▶ **EXERCISE**:
Output, word for word, every line from the line with "Q: For each instance of the man's neck" through the final line of the data below.

▶ **Stored records**:
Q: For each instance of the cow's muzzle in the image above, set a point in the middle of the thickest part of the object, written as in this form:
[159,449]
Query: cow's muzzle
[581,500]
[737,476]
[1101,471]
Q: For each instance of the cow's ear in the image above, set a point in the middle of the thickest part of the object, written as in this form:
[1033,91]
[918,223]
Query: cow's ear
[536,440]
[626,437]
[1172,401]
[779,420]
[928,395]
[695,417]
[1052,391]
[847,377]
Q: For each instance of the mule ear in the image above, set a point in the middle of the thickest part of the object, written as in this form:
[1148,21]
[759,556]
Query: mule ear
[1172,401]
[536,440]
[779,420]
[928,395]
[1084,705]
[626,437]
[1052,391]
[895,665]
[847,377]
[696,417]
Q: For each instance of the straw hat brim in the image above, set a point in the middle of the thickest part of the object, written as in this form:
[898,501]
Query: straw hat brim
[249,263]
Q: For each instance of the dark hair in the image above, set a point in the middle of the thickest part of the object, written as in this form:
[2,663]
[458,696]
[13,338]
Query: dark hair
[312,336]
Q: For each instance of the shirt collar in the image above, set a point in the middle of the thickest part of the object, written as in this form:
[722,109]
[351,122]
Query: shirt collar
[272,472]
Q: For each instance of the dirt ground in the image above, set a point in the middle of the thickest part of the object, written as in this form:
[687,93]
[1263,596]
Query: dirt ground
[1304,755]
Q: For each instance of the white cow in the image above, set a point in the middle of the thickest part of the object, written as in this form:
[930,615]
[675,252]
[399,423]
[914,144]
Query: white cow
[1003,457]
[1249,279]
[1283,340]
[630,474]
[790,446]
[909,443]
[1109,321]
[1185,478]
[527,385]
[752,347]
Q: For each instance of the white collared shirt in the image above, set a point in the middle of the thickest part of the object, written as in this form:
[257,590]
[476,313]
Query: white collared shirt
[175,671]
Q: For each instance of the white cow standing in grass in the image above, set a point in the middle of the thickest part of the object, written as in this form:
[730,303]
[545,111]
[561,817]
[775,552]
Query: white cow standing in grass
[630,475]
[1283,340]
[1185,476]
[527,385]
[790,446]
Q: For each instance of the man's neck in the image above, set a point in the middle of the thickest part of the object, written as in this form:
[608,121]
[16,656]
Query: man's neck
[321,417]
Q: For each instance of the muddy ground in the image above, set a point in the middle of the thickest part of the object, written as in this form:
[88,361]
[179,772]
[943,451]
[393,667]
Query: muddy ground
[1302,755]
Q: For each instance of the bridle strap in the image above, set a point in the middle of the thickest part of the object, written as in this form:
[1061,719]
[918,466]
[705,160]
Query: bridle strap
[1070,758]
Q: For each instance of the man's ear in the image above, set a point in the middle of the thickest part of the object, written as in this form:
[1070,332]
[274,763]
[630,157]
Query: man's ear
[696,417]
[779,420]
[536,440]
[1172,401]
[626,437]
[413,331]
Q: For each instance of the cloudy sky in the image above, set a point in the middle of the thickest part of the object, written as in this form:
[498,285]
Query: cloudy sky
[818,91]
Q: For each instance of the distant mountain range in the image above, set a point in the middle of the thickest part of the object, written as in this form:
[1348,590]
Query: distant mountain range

▶ **RESPONSE TO THE EXERCISE**:
Q: For each instance of the man's neck in the image above, set a point in the middle of the thickest part of the object, written as in this form:
[608,121]
[16,656]
Query: man's neck
[321,417]
Q: For each instance of the muddy ground in the image above, set a point in the middle of the thickest part of the object, written as in this form:
[88,361]
[179,772]
[943,451]
[393,667]
Query: muddy ground
[1302,755]
Q: For each instance of the bridle strap in the image above, set a point in the middle of the thickest part of the object, written as in this form:
[1061,719]
[918,466]
[705,160]
Query: bridle strap
[1070,758]
Q: For each instance of the man's ear in the image above, set a point in the middle of the thickest part of the object, written as in this form:
[1070,332]
[274,763]
[630,157]
Query: man's ear
[696,417]
[779,420]
[536,440]
[1172,401]
[626,437]
[413,331]
Q: For each instance of the cloudy sky in the image above, set a point in the middle of the thickest part of the object, written as in this form:
[498,285]
Query: cloudy sky
[818,91]
Q: For each instance of the distant mountain range in the image above, set a point in the middle of the thickest part of the object, written as in this form:
[1348,590]
Query: distant mountain range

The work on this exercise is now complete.